Personal dissonance.
Musical dissonance.
You can't have one without the other.
Music reflects human experience and human experience reflects the way that the universe works.
Without dissonance, no consonance. No neutrality, either.
Neutrality...the state of almost all of the universe in relation to any infinitesimal part of it, whether that part is itself involved in a state of neutrality, consonance or dissonance. I see a current state of dissonance in the culture regarding the music(s) to which it pays most attention and I also see a larger, more serious state of dissonance in it regarding more practical matters such as life and death, war and peace, criminality and good behaviour in a societal sense, etc. The ancient Greeks...and many other cultures...believed that the type of music to which one listened had serious effects on the state of mind of its listeners.
Read below for a little regarding this idea. (By the way, the modal names that are used? Beware...they are not necessarily the same scales that we associate with those names.)
QuoteIn the Republic, Plato uses the term [mode] inclusively to encompass a particular type of scale, range and register, characteristic rhythmic pattern, textual subject, etc. (Mathiesen 2001a, 6(iii)(e)). He held that playing music in a particular harmonia would incline one towards specific behaviors associated with it, and suggested that soldiers should listen to music in Dorian or Phrygian harmoniai to help make them stronger, but avoid music in Lydian, Mixolydian or Ionian harmoniai, for fear of being softened. Plato believed that a change in the musical modes of the state would cause a wide-scale social revolution (Plato, Rep. III.10-III.12 = 398C-403C)
The philosophical writings of Plato and Aristotle (c. 350 BC) include sections that describe the effect of different harmoniai on mood and character formation. For example, Aristotle in the Politics (viii
401340b:5):
But melodies themselves do contain imitations of character. This is perfectly clear, for the harmoniai have quite distinct natures from one another, so that those who hear them are differently affected and do not respond in the same way to each. To some, such as the one called Mixolydian, they respond with more grief and anxiety, to others, such as the relaxed harmoniai, with more mellowness of mind, and to one another with a special degree of moderation and firmness, Dorian being apparently the only one of the harmoniai to have this effect, while Phrygian creates ecstatic excitement. These points have been well expressed by those who have thought deeply about this kind of education; for they cull the evidence for what they say from the facts themselves. (Barker 198489, 1:17576)

### REQUIRED TASKS
A – Condense the paragraph of the passage on dissonance and musical modes that begins "Neutrality...the state of almost all" into a short bulleted list that keeps its main facts.
B – Extend the passage on dissonance and musical modes, beginning after its final sentence.
The material that comes after this passage is separate from it.

### RECORDED INFORMATION
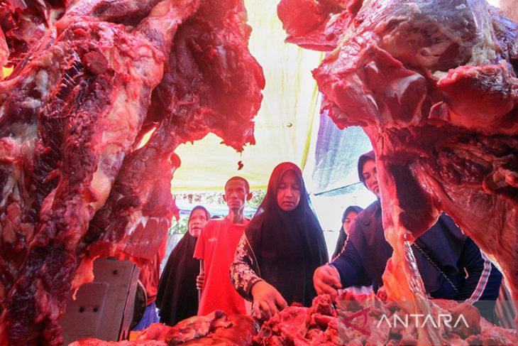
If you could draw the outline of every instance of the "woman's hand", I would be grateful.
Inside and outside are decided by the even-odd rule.
[[[338,271],[329,264],[321,266],[315,270],[313,285],[317,294],[329,294],[333,301],[336,301],[338,298],[338,288],[342,288]]]
[[[253,315],[259,320],[261,318],[268,320],[279,310],[287,306],[286,301],[279,291],[263,280],[256,282],[252,286],[252,296],[253,296],[252,306]]]

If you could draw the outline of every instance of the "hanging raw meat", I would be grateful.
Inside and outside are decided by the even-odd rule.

### ANSWERS BY TASK
A –
- Neutrality is the state of nearly all of the universe in relation to any infinitesimal part of it, whether that part is in neutrality, consonance or dissonance.
- There is a current dissonance in the culture over the music(s) to which it pays most attention.
- There is also a larger, more serious dissonance over practical matters such as life and death, war and peace, and criminality versus good societal behavior.
- The ancient Greeks and many other cultures believed that the type of music people listened to seriously affected their state of mind.

B –
Here is the interesting part of this idea. "Plato uses the term inclusively to encompass a particular type of scale, range and register, characteristic rhythmic pattern, textual subject, etc. " So it wasn't about the "scale", it was about the music. All of it.
Back to dissonance. "Dissonance" can be defined in many ways. Harmonic dissonance, rhythmic dissonance, cultural dissonance, personal dissonance, societal dissonance...da woiks. I see a serious "dissonance" occurring in the culture due to technologically-induced mechanicality...the tendency of human beings to act in an ever-increasingly mechanical manner in imitation of the machines that now largely rule and order their lives. Clomp clomp clomp clomp clomp clomp clomp, you can see it everywhere. People crossing streets with their brain in their iPhone, oblivious to the personal danger in which they are placing themselves. Ditto texting while driving. And that's only the little stuff. People swallowing whole whatever the technologically-dominated media feed them in terms of information, culture and pretty much everything else. People trying to multitask when in reality they barely have enough useful memory to be able to do even one thing at a time with any real precision or power.
And further back, to our own place in the universe as musicians. Even further back...musicians who play this primitive blowstick that we call a trombone. But it is precisely the simplicity of that instrument that makes it a very valuable tool in the fight against the ongoing mechanistic takeover of the music world.
Now Barry Goldwater...a failed presidential candidate in 1964 United States...essentially blew his whole campaign with one phrase. Here it is:
Quote...extremism in the defense of liberty is no vice.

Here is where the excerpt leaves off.